● **Exercise goal**
Write out again the stretch from the line containing "instance of forearm" through the line containing "left=743, top=244, right=1032, bottom=364", requests included, and increase every coordinate in the answers by 13. Leave the numbers in the requests and their format samples unchanged.

● **Stored data**
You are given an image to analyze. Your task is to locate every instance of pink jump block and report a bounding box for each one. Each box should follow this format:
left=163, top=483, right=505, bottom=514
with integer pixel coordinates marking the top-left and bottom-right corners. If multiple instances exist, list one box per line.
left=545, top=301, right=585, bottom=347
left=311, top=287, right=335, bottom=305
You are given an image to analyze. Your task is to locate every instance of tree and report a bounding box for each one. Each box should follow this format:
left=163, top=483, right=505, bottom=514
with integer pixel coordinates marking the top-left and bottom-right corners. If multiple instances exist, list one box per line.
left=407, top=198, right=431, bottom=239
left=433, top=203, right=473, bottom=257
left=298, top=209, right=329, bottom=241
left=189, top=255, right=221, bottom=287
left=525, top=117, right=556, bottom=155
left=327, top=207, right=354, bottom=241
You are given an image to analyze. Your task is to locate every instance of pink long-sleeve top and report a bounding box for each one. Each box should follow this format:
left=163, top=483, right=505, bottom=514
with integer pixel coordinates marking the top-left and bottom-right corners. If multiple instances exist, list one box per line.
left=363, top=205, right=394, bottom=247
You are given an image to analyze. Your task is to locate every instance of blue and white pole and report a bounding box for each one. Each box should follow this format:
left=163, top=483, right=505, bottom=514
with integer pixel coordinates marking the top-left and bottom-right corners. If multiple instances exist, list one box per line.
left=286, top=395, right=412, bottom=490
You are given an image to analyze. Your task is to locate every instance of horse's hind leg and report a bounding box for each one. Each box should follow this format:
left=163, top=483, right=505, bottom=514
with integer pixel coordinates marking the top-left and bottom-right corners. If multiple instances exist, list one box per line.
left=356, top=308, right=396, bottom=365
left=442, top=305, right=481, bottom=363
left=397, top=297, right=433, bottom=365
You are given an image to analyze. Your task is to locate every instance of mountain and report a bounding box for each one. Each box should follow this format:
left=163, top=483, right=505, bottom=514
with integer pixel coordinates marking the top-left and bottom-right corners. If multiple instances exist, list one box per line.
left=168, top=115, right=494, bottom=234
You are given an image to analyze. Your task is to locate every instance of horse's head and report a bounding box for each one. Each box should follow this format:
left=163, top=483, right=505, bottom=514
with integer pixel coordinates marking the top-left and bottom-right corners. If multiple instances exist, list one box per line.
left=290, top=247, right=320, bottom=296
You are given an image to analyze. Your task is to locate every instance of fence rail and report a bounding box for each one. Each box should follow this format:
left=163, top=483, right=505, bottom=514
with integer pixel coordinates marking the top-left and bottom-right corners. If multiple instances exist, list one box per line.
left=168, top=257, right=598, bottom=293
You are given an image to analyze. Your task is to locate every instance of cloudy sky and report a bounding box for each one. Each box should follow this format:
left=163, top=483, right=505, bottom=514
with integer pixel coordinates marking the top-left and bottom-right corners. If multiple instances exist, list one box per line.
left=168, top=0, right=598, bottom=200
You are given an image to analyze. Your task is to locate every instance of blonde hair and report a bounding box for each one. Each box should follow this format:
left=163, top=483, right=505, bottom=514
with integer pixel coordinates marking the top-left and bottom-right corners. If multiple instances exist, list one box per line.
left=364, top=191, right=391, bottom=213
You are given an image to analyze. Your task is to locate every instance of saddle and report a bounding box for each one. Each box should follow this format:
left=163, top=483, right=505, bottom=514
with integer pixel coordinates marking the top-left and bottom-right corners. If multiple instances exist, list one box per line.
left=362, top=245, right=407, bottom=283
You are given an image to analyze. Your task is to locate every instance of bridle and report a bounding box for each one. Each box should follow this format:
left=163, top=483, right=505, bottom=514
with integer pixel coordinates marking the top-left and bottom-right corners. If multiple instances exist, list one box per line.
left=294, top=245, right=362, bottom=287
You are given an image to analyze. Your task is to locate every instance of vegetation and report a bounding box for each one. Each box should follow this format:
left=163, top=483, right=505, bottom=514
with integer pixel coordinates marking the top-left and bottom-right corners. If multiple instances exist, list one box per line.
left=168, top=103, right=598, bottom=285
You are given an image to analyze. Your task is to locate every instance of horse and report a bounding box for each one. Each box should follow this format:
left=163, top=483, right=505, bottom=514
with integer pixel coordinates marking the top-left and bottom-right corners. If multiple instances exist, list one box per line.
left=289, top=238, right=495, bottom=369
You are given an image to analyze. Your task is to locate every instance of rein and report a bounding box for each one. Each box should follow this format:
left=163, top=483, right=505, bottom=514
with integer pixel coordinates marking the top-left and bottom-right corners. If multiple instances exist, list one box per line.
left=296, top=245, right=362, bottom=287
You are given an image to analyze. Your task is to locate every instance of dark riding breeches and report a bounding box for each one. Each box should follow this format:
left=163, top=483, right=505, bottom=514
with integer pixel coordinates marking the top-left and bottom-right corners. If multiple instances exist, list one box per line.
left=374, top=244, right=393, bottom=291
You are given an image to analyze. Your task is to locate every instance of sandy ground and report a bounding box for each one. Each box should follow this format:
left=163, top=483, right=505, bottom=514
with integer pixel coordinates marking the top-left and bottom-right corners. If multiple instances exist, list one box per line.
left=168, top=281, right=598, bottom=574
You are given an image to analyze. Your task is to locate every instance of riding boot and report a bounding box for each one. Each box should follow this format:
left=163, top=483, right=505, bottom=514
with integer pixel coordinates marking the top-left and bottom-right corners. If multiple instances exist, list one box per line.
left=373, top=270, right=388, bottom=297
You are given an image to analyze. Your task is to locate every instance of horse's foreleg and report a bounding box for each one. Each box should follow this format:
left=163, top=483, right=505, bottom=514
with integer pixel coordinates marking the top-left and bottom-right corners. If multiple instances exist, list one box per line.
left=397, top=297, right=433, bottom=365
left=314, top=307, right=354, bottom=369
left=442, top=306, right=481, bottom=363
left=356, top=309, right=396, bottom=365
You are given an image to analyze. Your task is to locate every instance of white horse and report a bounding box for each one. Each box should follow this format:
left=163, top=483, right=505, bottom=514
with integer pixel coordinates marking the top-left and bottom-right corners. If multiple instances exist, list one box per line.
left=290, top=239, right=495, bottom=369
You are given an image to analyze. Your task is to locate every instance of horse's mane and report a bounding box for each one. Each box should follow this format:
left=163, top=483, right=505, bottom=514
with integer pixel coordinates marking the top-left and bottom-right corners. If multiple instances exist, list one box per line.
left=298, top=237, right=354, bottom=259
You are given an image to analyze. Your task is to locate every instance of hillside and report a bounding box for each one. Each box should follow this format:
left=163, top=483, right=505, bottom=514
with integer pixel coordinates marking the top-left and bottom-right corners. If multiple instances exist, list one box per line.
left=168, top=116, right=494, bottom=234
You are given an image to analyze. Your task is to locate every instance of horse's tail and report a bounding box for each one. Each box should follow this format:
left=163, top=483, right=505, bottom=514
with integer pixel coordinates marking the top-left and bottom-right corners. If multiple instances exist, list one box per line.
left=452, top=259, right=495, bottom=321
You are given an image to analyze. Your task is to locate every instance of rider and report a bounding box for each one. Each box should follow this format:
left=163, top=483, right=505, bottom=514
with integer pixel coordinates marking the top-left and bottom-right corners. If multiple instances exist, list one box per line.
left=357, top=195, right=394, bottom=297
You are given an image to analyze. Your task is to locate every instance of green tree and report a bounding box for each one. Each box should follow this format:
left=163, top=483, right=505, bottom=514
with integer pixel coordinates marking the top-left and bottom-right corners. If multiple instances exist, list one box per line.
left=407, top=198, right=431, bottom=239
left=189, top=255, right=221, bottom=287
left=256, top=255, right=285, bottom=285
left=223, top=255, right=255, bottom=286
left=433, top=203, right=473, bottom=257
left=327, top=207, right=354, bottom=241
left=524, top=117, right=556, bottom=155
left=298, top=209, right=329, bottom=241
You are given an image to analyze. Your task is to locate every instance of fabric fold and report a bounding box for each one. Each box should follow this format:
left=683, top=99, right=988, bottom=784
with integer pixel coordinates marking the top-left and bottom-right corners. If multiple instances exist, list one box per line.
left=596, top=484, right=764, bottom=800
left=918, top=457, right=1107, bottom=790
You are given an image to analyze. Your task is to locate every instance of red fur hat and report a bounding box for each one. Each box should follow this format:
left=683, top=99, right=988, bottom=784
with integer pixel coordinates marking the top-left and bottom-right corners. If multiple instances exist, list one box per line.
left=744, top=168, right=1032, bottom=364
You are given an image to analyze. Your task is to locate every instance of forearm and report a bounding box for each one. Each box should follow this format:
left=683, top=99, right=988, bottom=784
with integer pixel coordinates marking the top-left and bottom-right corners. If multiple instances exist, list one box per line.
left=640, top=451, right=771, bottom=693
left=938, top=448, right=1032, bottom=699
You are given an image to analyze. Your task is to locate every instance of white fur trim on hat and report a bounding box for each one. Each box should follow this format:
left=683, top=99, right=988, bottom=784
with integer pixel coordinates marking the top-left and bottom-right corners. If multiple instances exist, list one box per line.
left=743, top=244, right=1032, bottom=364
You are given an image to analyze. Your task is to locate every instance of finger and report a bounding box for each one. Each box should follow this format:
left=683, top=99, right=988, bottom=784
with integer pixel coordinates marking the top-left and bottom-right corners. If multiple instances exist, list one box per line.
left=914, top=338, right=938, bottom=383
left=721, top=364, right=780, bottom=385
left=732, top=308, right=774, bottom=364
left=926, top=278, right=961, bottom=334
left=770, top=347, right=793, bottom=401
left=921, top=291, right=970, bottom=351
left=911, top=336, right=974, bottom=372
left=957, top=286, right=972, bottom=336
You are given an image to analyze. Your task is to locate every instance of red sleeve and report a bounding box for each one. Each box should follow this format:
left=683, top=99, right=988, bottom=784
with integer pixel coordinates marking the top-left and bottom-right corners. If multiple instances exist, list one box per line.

● **Written answer**
You are given an image to analyze. Your task is to locate every instance of forearm and report a bounding box for each one. Each box should follow this format:
left=683, top=99, right=988, bottom=784
with integer pixel coordinates marking the top-left and bottom-right corners. If multiple instances exist, list one box per line.
left=653, top=464, right=784, bottom=706
left=951, top=461, right=1045, bottom=712
You are given an image to analyze. Your task is to locate every instance of white fur trim on hat and report a bounding box for each one. Each box should follow this format:
left=683, top=99, right=988, bottom=784
with integer pixel coordinates marking the top-left and bottom-right corners. If multiple instances exist, list one box per line.
left=756, top=257, right=1045, bottom=377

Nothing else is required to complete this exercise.